▶ [PROVIDED TEXT]

0%
100%

‘Urgent And Overlooked’ Side-Effect Of Pandemic — Children Left Without A Caregiver Due To Covid-19

July 26, 2021

By a Biometrica staffer

Last week, a coalition of researchers from organizations including the Centers for Disease Control and Prevention (CDC), the UN’s World Health Organization, and the World Bank published a report in the medical journal Lancet, in which it was estimated that during the first 14 months of the Covid-19 pandemic, at least 1.5 million children globally were left without caregivers as a result of the virus, with over a million of them losing their primary caregivers.

This “hidden pandemic” has widened the net casted by Covid-19, adding another population to the virus’ global toll of 4 million-plus direct deaths. The study looked at mortality and fertility data across 21 countries that together accounted for 77% of Covid-19 deaths over the time frame. Children were most severely affected in South Africa, Peru, United States, India, Brazil, and Mexico. The deaths measured included those associated directly with the virus, and those indirectly linked, including through lockdowns, movement restrictions, healthcare infrastructures being overburdened, and other chronic diseases/comorbidities.

Map source: The Imperial College of London dashboard

Between March 1, 2020 and April 30, 2021, the report estimates that 1.13 million children lost a parent or custodial grandparent, with 1.04 million losing either a mother, father, or both (most lost only one parent, not both). Overall, children were anywhere between two to five times more likely to have lost a father than a mother, with the overall death rates associated with Covid-19 seeming to disproportionately have affected men.

The World Bank put it in particularly stark terms: “For every 2 people who die of COVID, 1 child is left orphaned.” Additionally, at the current rate noted by researchers, every 12 seconds roughly one child is orphaned due to Covid-19.

Records from a dataset:
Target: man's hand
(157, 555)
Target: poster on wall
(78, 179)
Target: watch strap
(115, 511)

▶ [TASK] Condense the paragraph of the Covid-19 caregiver article that begins "Between March 1, 2020 and April 30, 2021" into a short bulleted list that keeps its main facts.

▶ [THE ANSWER]
- From March 1, 2020 to April 30, 2021, an estimated 1.13 million children lost a parent or custodial grandparent.
- Of these, 1.04 million lost a mother, a father, or both, though most lost only one parent.
- Children were two to five times more likely to have lost a father than a mother.
- Covid-19 death rates appear to have affected men disproportionately.